** What the task requires **
The following data has a line with "the white tag" and a line with "of the covered". Write out exactly those lines and all the lines between them.

─── Records provided

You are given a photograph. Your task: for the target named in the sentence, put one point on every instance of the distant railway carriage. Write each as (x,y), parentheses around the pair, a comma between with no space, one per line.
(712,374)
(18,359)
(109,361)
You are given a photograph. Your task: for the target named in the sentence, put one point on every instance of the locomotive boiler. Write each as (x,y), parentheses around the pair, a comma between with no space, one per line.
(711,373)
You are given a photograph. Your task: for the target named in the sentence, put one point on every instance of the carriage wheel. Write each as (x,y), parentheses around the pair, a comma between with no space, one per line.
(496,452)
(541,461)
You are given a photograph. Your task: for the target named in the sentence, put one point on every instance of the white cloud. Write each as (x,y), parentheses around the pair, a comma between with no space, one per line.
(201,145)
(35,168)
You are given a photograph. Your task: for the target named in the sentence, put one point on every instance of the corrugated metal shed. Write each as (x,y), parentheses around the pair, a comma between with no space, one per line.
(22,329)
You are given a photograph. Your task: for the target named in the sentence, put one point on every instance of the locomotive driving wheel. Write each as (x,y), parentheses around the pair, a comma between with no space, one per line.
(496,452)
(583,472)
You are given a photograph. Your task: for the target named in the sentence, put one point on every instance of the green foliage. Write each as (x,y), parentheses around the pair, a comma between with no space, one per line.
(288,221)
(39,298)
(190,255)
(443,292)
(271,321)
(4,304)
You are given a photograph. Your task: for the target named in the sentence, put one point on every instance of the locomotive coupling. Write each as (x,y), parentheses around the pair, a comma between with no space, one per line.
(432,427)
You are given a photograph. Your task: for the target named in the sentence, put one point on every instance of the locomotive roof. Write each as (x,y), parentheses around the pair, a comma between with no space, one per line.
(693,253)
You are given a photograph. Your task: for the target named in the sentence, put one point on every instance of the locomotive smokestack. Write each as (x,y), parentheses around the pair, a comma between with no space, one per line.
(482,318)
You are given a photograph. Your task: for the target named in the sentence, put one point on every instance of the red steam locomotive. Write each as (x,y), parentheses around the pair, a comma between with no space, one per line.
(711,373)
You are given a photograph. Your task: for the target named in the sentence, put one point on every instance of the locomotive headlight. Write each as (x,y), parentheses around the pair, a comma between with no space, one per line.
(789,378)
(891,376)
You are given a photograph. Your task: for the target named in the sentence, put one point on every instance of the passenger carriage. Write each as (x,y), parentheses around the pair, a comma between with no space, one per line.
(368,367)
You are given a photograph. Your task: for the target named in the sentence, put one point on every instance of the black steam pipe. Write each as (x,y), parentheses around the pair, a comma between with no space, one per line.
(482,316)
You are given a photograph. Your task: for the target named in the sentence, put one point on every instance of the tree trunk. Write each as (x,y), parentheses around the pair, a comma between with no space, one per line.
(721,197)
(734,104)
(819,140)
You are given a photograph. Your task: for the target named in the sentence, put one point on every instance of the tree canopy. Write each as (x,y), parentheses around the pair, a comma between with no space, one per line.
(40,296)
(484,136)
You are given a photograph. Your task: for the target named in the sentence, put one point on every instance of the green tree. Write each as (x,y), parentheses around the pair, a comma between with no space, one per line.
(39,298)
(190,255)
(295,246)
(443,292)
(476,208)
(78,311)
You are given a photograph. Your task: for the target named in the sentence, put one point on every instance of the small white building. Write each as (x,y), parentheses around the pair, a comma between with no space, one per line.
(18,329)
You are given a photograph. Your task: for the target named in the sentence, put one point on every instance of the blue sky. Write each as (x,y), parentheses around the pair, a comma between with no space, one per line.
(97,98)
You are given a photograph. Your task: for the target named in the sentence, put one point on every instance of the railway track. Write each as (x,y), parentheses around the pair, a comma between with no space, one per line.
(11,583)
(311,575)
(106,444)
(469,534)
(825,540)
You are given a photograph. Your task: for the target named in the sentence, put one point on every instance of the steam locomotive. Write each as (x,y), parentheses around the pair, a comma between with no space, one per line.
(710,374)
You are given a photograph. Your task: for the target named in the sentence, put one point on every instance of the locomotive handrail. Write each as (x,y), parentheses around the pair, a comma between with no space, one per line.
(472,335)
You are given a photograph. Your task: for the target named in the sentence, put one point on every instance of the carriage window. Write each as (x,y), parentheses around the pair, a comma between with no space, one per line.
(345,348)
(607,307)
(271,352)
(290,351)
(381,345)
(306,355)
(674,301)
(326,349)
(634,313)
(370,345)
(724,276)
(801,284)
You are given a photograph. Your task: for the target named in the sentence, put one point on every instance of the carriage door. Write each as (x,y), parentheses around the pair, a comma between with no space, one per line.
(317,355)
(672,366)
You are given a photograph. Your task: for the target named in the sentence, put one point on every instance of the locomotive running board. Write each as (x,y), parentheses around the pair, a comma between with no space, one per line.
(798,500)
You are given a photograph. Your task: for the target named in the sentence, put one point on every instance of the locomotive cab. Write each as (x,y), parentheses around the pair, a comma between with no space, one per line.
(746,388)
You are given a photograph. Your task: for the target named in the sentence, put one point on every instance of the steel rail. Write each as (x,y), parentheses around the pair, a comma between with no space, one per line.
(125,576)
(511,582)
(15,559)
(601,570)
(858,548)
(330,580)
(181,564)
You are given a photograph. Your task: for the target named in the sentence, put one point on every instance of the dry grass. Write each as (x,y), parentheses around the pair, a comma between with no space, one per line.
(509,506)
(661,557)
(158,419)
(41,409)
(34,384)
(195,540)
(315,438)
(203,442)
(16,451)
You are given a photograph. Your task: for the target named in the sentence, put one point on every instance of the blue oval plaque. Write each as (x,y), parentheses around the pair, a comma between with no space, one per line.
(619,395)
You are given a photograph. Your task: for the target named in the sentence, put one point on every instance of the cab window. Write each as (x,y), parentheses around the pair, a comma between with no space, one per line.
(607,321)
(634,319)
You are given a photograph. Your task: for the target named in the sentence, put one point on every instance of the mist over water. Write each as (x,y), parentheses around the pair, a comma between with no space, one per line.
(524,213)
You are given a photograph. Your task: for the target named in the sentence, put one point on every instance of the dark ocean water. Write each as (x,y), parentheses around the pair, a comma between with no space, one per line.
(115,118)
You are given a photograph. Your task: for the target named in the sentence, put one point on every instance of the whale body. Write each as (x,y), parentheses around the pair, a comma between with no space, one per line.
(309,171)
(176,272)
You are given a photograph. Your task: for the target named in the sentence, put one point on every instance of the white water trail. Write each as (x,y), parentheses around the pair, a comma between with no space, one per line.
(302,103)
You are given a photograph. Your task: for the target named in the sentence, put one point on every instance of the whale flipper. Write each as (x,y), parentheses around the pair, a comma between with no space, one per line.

──────
─── Records provided

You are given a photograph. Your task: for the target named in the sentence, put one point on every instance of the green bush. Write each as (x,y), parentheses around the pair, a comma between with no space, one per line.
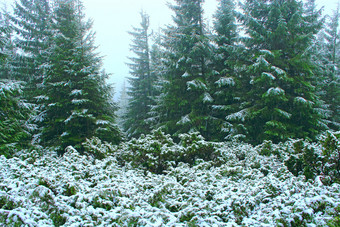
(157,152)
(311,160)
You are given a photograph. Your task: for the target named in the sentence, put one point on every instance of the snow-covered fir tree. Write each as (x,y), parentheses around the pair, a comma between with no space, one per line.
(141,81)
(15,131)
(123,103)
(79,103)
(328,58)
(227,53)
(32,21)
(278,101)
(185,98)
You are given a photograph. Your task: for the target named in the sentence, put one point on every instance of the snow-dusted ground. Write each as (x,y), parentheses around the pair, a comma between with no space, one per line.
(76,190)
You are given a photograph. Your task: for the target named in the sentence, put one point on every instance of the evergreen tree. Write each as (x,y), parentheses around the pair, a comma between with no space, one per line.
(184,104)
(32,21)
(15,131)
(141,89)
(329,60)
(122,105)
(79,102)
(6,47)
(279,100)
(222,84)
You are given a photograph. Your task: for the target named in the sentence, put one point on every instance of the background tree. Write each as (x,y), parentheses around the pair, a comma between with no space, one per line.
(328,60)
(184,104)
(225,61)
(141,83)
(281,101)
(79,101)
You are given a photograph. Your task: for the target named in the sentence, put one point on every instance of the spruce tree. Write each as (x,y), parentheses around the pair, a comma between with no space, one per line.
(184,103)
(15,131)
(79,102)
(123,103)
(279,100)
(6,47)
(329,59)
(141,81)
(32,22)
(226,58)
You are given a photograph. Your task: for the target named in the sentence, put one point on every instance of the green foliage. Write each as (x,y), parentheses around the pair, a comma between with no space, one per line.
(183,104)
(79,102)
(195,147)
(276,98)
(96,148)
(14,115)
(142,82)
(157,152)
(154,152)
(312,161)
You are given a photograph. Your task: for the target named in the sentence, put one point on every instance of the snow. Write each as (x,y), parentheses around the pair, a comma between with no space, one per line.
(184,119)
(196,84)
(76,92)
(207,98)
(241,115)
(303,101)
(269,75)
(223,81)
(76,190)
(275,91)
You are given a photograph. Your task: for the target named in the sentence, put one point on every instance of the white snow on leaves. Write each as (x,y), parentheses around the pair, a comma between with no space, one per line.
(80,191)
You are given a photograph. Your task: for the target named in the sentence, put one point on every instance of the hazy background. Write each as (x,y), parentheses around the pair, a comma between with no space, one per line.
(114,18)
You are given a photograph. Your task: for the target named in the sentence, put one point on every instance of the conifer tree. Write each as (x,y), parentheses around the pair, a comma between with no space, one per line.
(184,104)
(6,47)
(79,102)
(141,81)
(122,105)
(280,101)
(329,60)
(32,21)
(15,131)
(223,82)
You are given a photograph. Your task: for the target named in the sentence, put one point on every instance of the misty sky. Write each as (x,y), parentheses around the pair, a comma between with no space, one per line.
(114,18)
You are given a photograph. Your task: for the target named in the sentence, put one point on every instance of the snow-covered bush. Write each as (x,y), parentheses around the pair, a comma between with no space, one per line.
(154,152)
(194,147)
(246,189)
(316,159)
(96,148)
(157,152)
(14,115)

──────
─── Records provided

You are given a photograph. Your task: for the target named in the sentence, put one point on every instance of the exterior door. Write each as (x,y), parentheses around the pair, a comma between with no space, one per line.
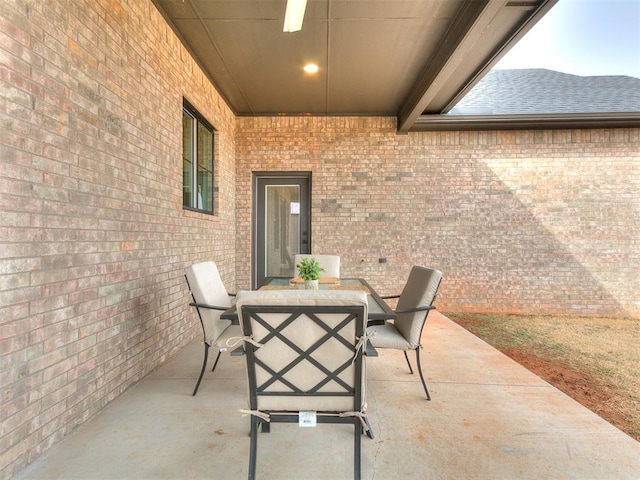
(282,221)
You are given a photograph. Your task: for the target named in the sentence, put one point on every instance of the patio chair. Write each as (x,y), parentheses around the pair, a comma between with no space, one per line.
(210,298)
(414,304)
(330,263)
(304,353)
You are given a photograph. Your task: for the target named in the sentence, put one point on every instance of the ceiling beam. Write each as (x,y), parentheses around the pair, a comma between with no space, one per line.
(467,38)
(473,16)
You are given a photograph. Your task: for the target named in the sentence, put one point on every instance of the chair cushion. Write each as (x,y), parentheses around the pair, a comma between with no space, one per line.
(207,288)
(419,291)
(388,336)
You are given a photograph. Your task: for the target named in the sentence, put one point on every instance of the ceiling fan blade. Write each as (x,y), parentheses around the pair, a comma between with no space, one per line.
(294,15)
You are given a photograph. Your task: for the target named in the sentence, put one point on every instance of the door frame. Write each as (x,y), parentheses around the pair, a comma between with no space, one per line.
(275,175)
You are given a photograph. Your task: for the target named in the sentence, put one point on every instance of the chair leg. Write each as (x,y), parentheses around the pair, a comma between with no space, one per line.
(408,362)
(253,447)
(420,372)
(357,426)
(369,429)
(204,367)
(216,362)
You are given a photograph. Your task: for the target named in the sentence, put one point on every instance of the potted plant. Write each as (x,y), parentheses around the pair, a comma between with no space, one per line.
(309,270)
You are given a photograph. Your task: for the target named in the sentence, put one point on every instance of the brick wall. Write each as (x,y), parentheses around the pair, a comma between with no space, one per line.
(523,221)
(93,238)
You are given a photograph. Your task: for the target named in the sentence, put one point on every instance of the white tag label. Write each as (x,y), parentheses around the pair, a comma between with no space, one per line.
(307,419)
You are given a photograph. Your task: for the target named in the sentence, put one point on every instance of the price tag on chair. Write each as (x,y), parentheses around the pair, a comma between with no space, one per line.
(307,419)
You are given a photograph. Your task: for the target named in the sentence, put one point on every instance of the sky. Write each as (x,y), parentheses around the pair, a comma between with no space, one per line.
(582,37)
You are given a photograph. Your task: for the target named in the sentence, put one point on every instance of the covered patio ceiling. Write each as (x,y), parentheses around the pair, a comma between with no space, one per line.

──────

** Solution to this task **
You are given a photograph. Your task: for the target named in the sentence, put one point on every instance of the white tag label. Write each as (x,y), parentheses around the pair, a comma between with no space, one per line.
(307,419)
You are given a photograph. Your task: for the target named in the sentence, put one point on every instance of the price tag on chair. Write each as (x,y), parentheses around the pair, a comma between with no space, one per line.
(307,419)
You are given a photograph. Your task: for the target named in the sentence, put one point on every instance of the sky. Write each as (x,y), parentheses around the pair, a comma between with no space, one per line.
(582,37)
You are given a photograph. Your task: for the target named in the sentence, put one point on every instance of the covered patio ceiling. Write each as (x,y), parentheses around the pair, a comma between with no space, one per line.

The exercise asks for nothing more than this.